:: Material to process ::
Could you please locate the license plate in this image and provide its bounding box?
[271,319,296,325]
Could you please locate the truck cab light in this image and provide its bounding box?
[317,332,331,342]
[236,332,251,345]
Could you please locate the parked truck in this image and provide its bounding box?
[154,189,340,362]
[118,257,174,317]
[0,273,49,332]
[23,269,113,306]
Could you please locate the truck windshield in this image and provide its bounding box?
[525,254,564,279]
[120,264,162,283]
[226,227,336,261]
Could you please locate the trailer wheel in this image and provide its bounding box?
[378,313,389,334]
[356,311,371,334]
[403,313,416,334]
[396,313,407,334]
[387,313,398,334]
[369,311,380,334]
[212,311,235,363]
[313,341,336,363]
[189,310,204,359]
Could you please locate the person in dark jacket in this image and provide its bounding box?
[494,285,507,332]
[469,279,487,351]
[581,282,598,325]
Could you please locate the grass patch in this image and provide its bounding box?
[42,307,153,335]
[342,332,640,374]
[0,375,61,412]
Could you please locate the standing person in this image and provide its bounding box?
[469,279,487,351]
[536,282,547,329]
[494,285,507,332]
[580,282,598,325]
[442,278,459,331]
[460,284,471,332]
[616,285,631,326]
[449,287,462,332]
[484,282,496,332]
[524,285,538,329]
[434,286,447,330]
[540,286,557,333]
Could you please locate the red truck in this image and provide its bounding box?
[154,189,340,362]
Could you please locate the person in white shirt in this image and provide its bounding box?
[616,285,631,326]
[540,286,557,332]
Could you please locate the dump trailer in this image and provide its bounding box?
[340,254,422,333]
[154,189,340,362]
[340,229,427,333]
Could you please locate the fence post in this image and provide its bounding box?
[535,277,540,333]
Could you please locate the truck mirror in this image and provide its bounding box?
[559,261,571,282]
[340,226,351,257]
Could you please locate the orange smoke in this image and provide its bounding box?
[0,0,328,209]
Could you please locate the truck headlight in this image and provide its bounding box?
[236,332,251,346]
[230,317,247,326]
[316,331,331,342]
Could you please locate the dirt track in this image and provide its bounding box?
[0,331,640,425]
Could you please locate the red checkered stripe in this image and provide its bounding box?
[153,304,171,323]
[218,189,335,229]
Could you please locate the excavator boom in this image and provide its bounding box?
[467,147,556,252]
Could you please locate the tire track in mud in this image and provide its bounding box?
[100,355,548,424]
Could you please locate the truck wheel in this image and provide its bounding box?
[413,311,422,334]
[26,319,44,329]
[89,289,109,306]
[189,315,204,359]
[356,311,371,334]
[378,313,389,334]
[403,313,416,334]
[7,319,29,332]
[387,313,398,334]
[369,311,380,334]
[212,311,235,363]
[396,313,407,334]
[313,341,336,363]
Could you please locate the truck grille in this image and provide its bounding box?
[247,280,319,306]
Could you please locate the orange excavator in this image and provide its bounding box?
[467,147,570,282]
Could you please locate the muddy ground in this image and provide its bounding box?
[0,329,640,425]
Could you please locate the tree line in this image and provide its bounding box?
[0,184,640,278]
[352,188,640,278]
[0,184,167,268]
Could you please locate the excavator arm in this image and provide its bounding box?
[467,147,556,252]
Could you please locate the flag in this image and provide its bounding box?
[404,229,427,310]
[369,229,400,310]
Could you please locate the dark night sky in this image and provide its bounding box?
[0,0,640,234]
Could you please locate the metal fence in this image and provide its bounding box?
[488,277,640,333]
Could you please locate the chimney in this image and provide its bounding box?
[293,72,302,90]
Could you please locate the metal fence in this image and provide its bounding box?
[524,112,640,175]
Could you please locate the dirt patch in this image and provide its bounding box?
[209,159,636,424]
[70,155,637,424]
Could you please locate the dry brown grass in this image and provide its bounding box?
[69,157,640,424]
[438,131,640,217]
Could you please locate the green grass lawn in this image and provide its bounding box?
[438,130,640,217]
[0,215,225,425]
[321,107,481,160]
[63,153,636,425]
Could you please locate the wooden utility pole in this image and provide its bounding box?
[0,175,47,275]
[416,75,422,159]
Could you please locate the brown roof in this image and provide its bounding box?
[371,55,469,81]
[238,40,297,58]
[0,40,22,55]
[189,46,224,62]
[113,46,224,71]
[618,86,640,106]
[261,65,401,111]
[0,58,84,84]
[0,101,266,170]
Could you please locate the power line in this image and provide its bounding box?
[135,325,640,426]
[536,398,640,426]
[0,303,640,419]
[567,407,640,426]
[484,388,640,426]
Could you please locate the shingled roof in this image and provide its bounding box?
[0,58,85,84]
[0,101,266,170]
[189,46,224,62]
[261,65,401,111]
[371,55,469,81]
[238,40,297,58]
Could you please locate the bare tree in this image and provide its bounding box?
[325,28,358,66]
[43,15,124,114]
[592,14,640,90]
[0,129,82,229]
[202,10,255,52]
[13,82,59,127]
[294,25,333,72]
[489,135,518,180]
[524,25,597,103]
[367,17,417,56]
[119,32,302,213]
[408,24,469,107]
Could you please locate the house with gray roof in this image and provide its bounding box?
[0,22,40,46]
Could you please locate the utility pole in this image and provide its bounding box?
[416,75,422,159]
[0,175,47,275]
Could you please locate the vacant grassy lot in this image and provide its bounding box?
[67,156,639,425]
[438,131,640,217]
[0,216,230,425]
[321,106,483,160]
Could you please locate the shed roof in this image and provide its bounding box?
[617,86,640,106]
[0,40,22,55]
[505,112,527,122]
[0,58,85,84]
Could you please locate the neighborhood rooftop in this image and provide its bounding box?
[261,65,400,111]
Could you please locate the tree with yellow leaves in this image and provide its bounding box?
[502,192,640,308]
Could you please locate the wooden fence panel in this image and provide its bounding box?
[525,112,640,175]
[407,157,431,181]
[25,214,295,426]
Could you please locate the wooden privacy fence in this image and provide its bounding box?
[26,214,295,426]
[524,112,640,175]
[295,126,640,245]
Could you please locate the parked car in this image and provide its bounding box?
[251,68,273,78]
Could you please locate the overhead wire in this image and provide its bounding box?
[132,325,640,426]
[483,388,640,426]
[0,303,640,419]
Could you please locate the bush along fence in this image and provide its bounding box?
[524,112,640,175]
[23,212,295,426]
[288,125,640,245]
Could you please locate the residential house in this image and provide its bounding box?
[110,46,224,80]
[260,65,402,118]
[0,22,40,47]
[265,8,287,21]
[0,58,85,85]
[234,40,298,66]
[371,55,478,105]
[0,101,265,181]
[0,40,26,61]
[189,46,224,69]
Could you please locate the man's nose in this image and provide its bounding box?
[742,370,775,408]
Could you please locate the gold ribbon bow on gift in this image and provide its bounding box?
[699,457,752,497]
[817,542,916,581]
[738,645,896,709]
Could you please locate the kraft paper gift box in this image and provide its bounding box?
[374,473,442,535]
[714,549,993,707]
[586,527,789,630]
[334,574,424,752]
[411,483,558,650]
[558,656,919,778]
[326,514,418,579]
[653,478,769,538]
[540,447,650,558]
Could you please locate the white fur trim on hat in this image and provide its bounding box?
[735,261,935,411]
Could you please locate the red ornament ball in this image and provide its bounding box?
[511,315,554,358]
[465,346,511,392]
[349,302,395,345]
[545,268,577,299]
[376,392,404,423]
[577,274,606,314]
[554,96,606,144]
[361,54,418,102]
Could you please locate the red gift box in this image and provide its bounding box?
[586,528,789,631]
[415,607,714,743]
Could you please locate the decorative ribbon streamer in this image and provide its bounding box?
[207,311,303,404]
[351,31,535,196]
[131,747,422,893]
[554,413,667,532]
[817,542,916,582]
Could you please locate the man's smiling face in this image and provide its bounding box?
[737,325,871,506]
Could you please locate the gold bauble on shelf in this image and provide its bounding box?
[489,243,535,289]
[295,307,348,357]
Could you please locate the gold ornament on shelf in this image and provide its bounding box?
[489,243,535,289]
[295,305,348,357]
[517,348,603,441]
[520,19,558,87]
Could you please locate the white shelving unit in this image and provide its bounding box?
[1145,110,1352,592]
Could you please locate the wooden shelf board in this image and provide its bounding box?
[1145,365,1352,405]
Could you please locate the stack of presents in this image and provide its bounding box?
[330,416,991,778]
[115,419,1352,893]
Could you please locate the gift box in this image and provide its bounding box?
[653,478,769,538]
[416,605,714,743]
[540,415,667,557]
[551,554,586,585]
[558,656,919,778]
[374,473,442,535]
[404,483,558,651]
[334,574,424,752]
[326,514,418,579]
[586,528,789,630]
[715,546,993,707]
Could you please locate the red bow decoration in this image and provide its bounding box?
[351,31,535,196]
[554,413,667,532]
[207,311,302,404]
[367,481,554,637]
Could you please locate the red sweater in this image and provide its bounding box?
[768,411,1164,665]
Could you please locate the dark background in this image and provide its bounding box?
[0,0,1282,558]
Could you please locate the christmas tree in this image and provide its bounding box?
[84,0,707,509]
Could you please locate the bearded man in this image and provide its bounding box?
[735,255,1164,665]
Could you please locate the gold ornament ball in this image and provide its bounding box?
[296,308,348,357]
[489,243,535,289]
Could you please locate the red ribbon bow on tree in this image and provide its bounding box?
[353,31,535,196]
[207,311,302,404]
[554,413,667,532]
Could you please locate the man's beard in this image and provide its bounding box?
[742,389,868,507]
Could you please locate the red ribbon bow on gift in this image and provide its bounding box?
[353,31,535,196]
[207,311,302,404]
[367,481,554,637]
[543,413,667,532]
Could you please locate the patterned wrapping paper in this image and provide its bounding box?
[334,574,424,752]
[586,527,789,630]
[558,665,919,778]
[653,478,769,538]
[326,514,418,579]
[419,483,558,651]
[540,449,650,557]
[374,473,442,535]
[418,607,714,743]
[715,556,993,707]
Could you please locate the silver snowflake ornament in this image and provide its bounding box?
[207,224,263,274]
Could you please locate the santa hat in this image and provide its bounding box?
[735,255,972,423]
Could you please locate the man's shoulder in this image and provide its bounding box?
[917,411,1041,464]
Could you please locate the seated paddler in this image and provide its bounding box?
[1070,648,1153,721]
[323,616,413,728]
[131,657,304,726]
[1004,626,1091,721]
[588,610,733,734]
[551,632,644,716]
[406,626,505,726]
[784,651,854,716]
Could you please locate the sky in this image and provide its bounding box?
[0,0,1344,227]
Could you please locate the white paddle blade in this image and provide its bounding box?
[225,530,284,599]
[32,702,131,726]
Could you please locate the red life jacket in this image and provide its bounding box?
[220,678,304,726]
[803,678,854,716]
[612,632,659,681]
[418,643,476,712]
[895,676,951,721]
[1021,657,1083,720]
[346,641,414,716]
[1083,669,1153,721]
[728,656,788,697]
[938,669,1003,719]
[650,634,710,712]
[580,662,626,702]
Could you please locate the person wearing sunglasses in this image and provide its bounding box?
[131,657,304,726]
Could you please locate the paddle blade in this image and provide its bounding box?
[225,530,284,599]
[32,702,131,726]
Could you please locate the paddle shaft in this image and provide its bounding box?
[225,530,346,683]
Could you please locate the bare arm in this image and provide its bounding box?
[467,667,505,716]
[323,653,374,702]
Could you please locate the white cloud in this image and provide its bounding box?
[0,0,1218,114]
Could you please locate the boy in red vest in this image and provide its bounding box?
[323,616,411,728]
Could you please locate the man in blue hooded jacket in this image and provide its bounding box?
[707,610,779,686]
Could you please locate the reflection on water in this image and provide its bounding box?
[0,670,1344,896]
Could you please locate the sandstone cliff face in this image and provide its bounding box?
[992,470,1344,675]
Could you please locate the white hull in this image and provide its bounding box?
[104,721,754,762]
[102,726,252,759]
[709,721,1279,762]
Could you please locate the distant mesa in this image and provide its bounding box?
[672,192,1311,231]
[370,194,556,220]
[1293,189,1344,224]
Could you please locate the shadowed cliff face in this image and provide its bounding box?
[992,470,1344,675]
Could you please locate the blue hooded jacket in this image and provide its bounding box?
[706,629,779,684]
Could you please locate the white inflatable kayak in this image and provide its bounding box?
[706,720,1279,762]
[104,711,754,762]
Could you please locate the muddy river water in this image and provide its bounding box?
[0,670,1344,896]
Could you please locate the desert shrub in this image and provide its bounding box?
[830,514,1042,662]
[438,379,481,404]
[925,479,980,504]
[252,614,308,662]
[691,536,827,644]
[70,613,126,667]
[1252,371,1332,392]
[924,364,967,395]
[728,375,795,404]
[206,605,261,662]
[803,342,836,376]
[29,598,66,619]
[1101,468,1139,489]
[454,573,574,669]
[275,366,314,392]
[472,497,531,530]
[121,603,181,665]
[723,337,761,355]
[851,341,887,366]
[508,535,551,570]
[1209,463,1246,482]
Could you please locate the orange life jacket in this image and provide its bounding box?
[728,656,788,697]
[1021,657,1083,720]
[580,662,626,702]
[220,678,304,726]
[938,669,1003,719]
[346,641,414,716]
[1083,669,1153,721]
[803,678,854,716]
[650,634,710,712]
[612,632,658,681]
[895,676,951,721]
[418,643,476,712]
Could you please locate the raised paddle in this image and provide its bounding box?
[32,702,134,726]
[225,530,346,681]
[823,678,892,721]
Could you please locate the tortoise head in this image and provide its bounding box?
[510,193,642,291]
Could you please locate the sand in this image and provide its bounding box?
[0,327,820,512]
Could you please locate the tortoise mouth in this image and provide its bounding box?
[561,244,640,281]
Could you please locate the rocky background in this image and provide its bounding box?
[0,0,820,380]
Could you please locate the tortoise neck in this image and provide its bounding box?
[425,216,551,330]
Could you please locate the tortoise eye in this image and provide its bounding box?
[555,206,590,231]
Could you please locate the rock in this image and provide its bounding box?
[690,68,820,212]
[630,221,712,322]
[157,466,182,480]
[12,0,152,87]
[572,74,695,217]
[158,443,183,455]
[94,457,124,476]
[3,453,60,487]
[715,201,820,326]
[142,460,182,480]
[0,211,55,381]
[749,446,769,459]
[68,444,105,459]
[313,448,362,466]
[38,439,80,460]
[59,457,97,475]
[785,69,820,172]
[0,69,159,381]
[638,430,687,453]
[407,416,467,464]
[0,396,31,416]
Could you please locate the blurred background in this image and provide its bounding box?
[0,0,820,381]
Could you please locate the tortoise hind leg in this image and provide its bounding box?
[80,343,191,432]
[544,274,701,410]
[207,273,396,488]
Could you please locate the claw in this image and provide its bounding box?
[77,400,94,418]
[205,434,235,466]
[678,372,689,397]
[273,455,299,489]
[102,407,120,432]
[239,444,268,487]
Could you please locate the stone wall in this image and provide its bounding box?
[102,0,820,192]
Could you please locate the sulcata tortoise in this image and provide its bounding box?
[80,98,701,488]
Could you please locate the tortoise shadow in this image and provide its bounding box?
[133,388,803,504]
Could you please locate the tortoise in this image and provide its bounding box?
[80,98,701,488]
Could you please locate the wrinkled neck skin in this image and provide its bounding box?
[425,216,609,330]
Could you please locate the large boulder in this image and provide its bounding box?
:::
# Task description
Format the records, from the start through the line containing "[540,286,557,333]", as a two-column CSV with the columns text and answer. Put each text and its answer in one row, each in its own quoted field, with line breaks replaced by spaces.

# Task response
text,answer
"Could you please locate the license plate in this image and provide its bounding box?","[271,319,296,325]"
"Could you please locate the truck cab light in this image and provide its bounding box?","[317,332,331,342] [236,332,251,345]"
"Could you please locate the parked truck in this image and provide its bounding box?","[154,189,340,362] [118,257,174,317] [0,273,49,332] [23,269,113,306]"
"Could you please locate the truck windshield in this image and provide its bounding box?","[525,254,564,279] [120,264,162,283] [226,227,336,261]"
"Could you please locate the trailer wheel in this image and provide its bounding box?","[378,313,389,334] [356,311,371,334] [403,313,416,334] [396,313,407,334] [387,313,398,334] [369,311,380,334] [212,311,235,363] [313,341,336,363] [189,310,204,359]"
"Could you please locate the person in dark jacket in this image and provide its bounding box?","[494,285,507,332] [469,279,487,351] [581,282,598,325]"
"Could you please locate the grass patch in this image and provide its bounding box?","[42,307,153,335] [342,332,640,374] [0,375,61,412]"
"Could you please locate the standing person in this image and provide its bounding box?","[469,279,487,351] [536,282,547,329] [494,285,507,332] [580,282,598,325] [442,278,459,331] [460,284,471,332] [616,285,631,326] [449,287,462,332] [484,282,496,332] [524,285,538,329] [434,286,447,330] [540,286,557,333]"